Top of SUPPLIED TEXT
Real Victims
Real Choices
by Frederica Mathewes-Green
Sisters, Oregon: Multnomah Books, 1994.
(256 pages: $8.99)
reviewed by Helen Hull Hitchcock
When a crazed failed hairdresser opened fire in two Boston-area abortion clinics a few days after Christmas, killing two receptionists (one an alumna of Catholic Boston College) and wounding several others, a veritable Kristallnacht of verbal violence seemed to shatter the prolife movement. Predictably, prochoice activists accused prolife rhetoric of inciting the murderous rampages of John Salvi and Paul Hill, another loner, recently sentenced to death for killing an abortionist. Even the amazing election sweep that returned every prolife congressman to office and gave Republicans control of both houses for the first time in forty years—a clear repudiation of the militantly prochoice Clinton administration—could not offset the effect of such lunacy. Boston’s Cardinal Bernard Law instantly called for a moratorium on peaceful prolife demonstrations, for “mutual respect” and prayer (then canceled a prolife Mass)—and was supported by the Religious Coalition for Reproductive Rights and Catholics for a Free Choice. The noise of confusion, dissension, and disarray within the prolife movement will probably ring in our ears for some time. But this makes it even more important that the established prolife groups and newer promising efforts be vigorously supported. One such effort is the National Women’s Coalition for Life (NWCL), an association of more than a dozen independent prolife women’s organizations with a common commitment to defend life.
Bottom of SUPPLIED TEXT
→ WHAT IS BEING ASKED
Answer these from the book review:
(a) Which publisher issued the book, and in what city?
(b) How many pages does the book have?
(c) What does the review say the National Women's Coalition for Life is?
The items have nothing to do with the review and are not used here.
Top of DATA UNDER STUDY
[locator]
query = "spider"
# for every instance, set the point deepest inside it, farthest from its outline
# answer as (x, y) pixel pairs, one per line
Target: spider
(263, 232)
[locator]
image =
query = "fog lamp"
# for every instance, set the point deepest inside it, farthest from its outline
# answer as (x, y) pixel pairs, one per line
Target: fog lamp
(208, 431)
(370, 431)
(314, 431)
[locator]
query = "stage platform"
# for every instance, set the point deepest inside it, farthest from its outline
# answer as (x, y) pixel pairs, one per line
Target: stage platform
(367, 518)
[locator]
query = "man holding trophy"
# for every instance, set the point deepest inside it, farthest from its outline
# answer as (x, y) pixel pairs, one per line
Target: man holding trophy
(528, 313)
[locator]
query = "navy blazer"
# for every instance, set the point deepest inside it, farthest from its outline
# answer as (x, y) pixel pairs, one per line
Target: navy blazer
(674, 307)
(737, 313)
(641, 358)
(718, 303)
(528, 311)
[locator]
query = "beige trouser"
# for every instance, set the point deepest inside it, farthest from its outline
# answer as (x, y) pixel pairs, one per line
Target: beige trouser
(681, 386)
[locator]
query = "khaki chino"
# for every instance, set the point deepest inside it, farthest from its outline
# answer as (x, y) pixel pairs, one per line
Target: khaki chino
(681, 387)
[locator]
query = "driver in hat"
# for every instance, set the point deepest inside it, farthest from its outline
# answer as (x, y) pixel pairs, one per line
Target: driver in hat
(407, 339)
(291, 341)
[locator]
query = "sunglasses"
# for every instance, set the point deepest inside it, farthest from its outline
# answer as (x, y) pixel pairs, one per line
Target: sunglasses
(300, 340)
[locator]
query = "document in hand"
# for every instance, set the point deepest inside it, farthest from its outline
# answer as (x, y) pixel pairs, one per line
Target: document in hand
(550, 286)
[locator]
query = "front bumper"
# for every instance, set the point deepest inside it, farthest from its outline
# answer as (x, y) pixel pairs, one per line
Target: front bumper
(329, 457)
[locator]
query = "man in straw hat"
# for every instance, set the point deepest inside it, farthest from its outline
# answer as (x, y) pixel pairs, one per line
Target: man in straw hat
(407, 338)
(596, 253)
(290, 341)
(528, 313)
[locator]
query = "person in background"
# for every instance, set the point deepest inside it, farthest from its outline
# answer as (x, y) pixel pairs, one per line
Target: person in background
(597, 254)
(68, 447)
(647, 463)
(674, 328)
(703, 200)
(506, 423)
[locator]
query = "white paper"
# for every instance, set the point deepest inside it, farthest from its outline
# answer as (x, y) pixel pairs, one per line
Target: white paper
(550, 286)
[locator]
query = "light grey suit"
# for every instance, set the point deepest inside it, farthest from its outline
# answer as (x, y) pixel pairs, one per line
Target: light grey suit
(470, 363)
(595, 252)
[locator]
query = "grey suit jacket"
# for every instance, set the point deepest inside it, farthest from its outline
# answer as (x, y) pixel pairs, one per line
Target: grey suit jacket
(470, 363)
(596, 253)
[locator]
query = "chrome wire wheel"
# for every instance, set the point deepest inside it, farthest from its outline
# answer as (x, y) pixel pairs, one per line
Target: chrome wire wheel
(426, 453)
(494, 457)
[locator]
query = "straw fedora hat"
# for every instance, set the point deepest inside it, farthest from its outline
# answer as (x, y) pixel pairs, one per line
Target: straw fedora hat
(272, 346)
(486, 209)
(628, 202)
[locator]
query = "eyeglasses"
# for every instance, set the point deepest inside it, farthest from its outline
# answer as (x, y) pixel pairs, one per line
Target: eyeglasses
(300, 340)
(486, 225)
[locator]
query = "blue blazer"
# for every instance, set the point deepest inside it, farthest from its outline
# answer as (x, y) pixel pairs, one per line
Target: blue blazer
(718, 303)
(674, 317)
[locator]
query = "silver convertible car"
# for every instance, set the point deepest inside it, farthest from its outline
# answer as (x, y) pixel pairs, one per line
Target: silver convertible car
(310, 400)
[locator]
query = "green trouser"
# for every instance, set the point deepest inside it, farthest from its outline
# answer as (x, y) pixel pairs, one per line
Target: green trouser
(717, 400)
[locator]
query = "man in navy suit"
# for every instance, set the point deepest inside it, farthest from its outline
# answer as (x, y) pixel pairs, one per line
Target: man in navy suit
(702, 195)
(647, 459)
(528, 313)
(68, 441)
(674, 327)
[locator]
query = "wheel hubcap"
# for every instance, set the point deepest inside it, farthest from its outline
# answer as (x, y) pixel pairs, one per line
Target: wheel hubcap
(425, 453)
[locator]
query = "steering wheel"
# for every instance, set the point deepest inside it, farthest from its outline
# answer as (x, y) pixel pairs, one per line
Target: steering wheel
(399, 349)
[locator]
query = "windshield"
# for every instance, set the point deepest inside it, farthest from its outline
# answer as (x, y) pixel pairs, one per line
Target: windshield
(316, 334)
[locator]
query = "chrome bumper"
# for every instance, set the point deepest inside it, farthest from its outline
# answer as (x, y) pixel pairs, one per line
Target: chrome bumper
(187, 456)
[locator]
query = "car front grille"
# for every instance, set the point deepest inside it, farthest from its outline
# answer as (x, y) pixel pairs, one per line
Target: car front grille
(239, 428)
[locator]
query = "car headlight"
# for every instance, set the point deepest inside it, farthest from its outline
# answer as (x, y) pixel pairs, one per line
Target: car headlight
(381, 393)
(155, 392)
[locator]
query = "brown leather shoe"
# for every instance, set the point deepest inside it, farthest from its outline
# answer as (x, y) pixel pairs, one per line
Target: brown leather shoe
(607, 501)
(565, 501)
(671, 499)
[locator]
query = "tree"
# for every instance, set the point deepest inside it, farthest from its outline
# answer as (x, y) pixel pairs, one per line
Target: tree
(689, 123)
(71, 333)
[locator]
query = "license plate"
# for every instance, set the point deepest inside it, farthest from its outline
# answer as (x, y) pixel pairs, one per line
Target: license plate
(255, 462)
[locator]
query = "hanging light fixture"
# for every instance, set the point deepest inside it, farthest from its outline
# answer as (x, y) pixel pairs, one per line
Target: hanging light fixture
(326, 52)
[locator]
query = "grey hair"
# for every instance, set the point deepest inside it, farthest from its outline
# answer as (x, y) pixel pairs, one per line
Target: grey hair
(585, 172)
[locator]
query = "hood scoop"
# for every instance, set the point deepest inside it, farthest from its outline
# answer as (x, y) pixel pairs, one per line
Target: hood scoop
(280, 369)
Bottom of DATA UNDER STUDY
→ EXPECTED ANSWER
(a) Multnomah Books, in Sisters, Oregon.
(b) 256 pages.
(c) An association of more than a dozen independent prolife women's organizations with a common commitment to defend life.